Menurut teks tentang petani jeruk monte di Kebumen, berapa harga per kilogram yang ditawar pedagang saat selesai panen?

- BLOK TEKS -
○ ○ ○ ○ ○ ○ ○

"Saat selesai panen, terus terang kami sangat kecewa ketika pedagang hanya menawar Rp 1.500 per kilogram, mengingat mutu buah cukup bagus. Harga ini merupakan harga terendah sejak saya menjadi petani jeruk monte di tahun 2007 lalu," ungkap Syafei (40), petani jeruk monte Desa Tambakprogaten, Kecamatan Klirong, Kebumen di kebunnya, Senin (12/05/2014).
Syafei dan beberapa petani jeruk monte lainnya menduga rendahnya harga disebabkan melimpahnya panenan. Dengan melimpahnya jeruk monte di pasar, kemungkinan pedagang memilih membanting harga jualnya agar bisa cepat terserap oleh pasar. Adapun pasar jeruk monte adalah rumah-rumah makan dan industri jamu di berbagai daerah.

○ ○ ○ ○ ○ ○ ○

- MATERI YANG DISEDIAKAN -
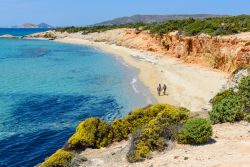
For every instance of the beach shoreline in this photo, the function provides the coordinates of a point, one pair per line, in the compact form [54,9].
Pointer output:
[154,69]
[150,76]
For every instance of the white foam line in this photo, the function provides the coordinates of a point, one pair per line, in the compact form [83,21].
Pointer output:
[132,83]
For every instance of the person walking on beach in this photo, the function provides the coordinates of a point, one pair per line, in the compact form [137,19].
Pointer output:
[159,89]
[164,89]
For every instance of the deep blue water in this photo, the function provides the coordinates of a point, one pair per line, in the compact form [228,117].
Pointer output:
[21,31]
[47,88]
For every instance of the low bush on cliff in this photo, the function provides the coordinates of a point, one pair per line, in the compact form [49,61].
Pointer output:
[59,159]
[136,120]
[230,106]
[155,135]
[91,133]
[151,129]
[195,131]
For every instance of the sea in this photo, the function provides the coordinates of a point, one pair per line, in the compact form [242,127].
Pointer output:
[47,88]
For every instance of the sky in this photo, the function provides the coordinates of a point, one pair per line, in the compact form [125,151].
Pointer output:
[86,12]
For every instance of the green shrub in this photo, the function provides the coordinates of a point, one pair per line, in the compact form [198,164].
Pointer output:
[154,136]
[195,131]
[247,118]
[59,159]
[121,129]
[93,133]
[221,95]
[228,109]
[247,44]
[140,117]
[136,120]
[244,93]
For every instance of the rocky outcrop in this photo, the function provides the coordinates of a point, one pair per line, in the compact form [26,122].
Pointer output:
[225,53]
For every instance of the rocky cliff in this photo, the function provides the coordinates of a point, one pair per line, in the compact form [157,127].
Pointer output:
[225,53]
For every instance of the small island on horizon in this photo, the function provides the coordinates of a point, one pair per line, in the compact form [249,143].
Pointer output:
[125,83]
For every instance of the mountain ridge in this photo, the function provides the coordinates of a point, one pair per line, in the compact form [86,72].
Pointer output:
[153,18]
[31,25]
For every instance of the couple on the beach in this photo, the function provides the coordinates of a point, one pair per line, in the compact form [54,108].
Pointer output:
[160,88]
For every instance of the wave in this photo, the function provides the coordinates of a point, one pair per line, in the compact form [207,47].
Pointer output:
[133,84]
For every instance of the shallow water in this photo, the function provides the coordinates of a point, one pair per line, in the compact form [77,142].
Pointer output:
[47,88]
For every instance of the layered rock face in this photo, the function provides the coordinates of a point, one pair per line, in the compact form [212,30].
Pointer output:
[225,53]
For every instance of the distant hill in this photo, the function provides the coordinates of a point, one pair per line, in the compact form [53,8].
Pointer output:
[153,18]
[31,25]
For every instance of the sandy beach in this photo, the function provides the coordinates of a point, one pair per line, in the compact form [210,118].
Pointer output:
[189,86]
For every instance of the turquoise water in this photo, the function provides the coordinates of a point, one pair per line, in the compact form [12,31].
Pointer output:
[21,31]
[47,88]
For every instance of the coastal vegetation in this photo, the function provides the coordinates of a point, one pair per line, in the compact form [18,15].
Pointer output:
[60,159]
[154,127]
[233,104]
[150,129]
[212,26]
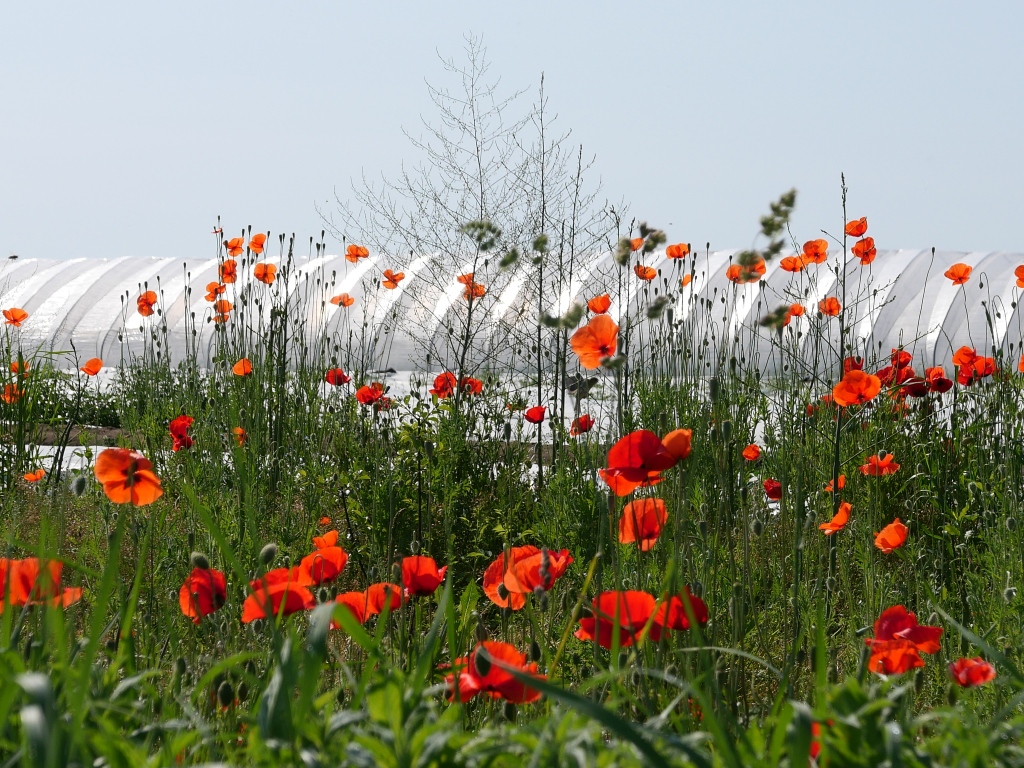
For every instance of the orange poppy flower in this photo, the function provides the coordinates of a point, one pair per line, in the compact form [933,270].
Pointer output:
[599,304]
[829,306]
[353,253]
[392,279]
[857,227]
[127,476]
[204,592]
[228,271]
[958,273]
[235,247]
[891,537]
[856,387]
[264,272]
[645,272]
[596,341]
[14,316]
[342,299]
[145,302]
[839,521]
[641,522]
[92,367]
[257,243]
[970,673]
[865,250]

○ ○ ○ ○ ○ ○ ○

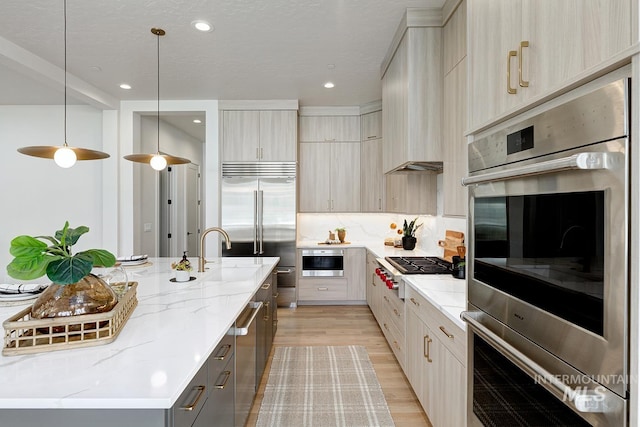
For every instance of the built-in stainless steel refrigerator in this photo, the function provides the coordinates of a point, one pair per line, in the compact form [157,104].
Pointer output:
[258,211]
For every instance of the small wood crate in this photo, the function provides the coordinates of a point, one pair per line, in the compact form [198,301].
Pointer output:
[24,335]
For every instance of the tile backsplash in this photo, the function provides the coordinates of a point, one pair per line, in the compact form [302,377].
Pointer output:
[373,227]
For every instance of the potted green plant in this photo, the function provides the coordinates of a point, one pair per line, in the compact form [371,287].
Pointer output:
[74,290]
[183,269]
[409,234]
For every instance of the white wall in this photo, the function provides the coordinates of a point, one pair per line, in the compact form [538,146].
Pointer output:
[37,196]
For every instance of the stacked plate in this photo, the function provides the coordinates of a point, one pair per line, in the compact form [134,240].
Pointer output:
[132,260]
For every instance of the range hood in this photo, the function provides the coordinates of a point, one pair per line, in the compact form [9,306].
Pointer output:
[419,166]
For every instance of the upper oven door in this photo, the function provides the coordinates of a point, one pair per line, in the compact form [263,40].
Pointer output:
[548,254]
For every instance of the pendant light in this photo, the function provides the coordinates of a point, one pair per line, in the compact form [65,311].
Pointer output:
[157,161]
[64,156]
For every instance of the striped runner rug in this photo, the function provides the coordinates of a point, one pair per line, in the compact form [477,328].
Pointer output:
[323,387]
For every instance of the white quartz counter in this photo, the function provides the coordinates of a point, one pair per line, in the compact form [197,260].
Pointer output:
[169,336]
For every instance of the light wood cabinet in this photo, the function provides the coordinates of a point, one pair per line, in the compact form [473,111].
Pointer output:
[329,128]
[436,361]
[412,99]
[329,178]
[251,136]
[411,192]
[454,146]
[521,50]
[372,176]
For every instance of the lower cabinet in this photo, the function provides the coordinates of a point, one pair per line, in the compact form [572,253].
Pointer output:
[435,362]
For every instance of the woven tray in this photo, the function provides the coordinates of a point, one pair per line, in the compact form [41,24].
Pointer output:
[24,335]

○ ○ ○ ○ ○ ○ ○

- JAWABAN LATIHAN -
Rp 1.500 per kilogram.